> _Brief 1_:
According to the article on the Oscar nomination for Detainment, in which category was the film nominated?
> _Brief 2_:
Write the next few sentences of the article about the Oscar nomination for Detainment, picking up after its last sentence.

> _Passage to read_:
▼
Detainment (Credit: Vincent Lambe)
Detainment (Credit: Vincent Lambe)

The mother of James Bulger, the toddler murdered in 1993, has said that she’s ‘disgusted’ by the Oscar nomination for a film about her son’s killers.

Detainment, made by Irish director Vincent Lambe, was nominated in the ‘best live action short’ category yesterday.

The film is crafted from police interviews with 10-year-olds Robert Thompson and Jon Venables, who on February 12, 1993, led two-year-old James from a shopping centre in Bootle, Merseyside, to a railway line, where he was tortured and beaten to death.

But Denise Fergus, James’s mother, has slammed the decision to nominate the documentary.

“I cannot express how disgusted and upset I am at this so called film that has been made and now nominated for an Oscar,” she said in a statement released on Twitter.

“It’s one thing making a film like this without contacting or getting permission from James family but another to have a child re-enact the final hours of James’s life before he was brutally murdered and making myself and my family have to relive this all over again!

Denise Fergus (Credit: PA)
Denise Fergus (Credit: PA)

“After everything I’ve said about this so called film and asking for it to be removed, it’s still been nominated for an Oscar even though over 90,000 people have signed a petition which has now been ignored just like my feelings by the Academy.

“I’m so angry and upset at this present time. I personally want to thank everyone that has signed the petition up to now and hopefully will carry on supporting me in this.
▲
(Collected data)
▼
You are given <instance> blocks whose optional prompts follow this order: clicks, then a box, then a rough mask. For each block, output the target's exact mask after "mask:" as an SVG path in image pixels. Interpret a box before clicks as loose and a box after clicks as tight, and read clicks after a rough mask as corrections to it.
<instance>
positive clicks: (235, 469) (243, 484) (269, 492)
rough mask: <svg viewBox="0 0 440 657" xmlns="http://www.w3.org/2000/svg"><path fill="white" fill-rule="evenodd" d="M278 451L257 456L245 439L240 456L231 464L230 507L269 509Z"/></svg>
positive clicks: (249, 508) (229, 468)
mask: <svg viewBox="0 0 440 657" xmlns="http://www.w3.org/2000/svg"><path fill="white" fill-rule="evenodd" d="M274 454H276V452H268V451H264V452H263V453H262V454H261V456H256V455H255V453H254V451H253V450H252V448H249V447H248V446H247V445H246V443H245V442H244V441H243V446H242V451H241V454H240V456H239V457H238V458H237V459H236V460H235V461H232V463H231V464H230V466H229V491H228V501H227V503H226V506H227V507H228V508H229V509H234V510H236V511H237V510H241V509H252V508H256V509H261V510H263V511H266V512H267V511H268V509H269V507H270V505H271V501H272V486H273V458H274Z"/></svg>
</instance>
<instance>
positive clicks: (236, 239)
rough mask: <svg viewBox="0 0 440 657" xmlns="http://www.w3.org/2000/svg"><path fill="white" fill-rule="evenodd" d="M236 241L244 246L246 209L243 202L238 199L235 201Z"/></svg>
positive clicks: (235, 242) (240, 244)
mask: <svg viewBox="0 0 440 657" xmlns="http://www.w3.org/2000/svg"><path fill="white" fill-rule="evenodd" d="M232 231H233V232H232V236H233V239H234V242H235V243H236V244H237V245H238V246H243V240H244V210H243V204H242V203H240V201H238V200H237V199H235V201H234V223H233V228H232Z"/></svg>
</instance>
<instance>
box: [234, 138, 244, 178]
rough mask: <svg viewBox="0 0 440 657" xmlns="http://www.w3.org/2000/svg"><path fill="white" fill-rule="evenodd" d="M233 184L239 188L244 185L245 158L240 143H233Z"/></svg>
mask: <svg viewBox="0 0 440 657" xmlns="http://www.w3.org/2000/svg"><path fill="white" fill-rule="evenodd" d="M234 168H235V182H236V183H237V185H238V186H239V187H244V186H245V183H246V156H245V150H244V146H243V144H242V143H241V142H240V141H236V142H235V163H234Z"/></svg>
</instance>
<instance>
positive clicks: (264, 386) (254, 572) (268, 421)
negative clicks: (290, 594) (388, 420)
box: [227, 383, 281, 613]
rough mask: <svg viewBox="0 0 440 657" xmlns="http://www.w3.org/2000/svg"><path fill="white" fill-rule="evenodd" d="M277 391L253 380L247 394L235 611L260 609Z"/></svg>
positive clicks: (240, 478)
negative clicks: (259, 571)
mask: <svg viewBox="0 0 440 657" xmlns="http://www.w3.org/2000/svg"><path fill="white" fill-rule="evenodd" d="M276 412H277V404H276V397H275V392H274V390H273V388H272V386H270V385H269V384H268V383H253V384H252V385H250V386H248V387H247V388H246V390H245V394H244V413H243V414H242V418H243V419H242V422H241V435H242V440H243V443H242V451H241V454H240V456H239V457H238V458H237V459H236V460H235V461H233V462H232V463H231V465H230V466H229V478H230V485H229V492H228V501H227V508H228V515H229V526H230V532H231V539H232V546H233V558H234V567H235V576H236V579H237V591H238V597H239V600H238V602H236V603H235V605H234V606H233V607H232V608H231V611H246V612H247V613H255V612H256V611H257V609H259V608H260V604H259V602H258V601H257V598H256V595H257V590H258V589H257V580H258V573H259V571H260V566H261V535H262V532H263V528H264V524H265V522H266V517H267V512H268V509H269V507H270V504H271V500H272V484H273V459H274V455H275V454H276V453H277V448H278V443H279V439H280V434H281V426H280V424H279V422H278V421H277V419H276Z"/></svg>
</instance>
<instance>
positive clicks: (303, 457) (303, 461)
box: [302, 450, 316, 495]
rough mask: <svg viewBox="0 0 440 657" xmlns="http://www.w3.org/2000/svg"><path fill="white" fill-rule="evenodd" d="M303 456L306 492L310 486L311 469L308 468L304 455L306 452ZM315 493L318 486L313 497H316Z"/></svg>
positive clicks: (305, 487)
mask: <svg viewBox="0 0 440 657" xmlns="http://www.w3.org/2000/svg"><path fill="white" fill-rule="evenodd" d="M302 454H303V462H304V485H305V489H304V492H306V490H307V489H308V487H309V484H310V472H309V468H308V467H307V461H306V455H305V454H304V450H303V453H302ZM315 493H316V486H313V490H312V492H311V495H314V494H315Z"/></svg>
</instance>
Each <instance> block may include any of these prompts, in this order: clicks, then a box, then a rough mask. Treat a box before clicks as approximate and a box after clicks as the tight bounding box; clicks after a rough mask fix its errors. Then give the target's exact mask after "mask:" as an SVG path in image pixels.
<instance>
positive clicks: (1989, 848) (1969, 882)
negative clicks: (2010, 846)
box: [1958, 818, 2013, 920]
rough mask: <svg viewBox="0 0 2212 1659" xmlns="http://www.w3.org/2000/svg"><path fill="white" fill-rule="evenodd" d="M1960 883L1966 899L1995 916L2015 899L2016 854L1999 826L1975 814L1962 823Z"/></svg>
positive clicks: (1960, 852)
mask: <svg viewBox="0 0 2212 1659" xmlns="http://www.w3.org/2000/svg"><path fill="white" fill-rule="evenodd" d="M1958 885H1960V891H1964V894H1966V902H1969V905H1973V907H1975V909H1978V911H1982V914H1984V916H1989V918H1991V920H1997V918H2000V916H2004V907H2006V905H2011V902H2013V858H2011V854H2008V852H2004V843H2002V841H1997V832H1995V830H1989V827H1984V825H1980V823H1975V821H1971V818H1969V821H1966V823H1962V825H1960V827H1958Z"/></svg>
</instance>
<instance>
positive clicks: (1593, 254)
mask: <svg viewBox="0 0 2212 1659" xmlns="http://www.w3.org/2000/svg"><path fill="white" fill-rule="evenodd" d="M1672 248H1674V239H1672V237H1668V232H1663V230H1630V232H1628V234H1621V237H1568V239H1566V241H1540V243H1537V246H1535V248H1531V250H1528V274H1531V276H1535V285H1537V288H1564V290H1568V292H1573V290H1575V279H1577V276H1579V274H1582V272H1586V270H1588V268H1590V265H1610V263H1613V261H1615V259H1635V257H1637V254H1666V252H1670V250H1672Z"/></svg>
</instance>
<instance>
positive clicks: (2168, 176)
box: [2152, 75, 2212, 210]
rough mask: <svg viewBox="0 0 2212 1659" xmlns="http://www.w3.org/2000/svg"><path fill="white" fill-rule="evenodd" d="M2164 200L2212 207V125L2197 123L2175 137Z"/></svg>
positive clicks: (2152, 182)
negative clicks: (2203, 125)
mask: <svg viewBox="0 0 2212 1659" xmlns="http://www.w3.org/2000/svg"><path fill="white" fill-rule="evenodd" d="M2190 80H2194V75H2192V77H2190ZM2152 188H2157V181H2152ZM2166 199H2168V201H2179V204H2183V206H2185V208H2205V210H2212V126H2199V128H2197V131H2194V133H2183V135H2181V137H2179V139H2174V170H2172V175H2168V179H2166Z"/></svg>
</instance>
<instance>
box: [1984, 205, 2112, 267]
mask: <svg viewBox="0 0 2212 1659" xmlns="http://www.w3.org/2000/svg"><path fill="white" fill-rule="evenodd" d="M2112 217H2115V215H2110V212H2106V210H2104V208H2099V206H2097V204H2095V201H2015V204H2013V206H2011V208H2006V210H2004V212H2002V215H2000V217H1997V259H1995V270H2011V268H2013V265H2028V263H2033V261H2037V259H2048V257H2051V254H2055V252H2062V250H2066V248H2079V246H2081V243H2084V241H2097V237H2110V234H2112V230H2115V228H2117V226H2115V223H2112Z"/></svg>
▲
> _Response box 1_:
Best live action short.

> _Response box 2_:
“I just hope the film doesn’t win it’s category in the Oscars.”

Lambe has previously spoken of his intentions with the film, and apologised for not making the family aware that he was making it at the time.

“I have enormous sympathy for the Bulger family and I am extremely sorry for any upset the film may have caused them. With hindsight, I am sorry I didn’t make Mrs Fergus aware of the film,” he said in a statement, released after Mrs Fergus first spoke out about it.

“The film was not made for financial gain and nobody involved in the making of the film intends to profit from it.”

In an interview with BBC News, he added: “I wouldn’t expect them to be comfortable with a film which humanises the boys but I do hope they understand the reason it was made, and it certainly wasn’t to bring any more grief to them.

“The reason the film was made was to try and offer more of an understanding as to how these two 10-year-old boys could have committed such a horrific crime because I think if we don’t understand the cause of it, it’s likely that something similar will happen again in the future.”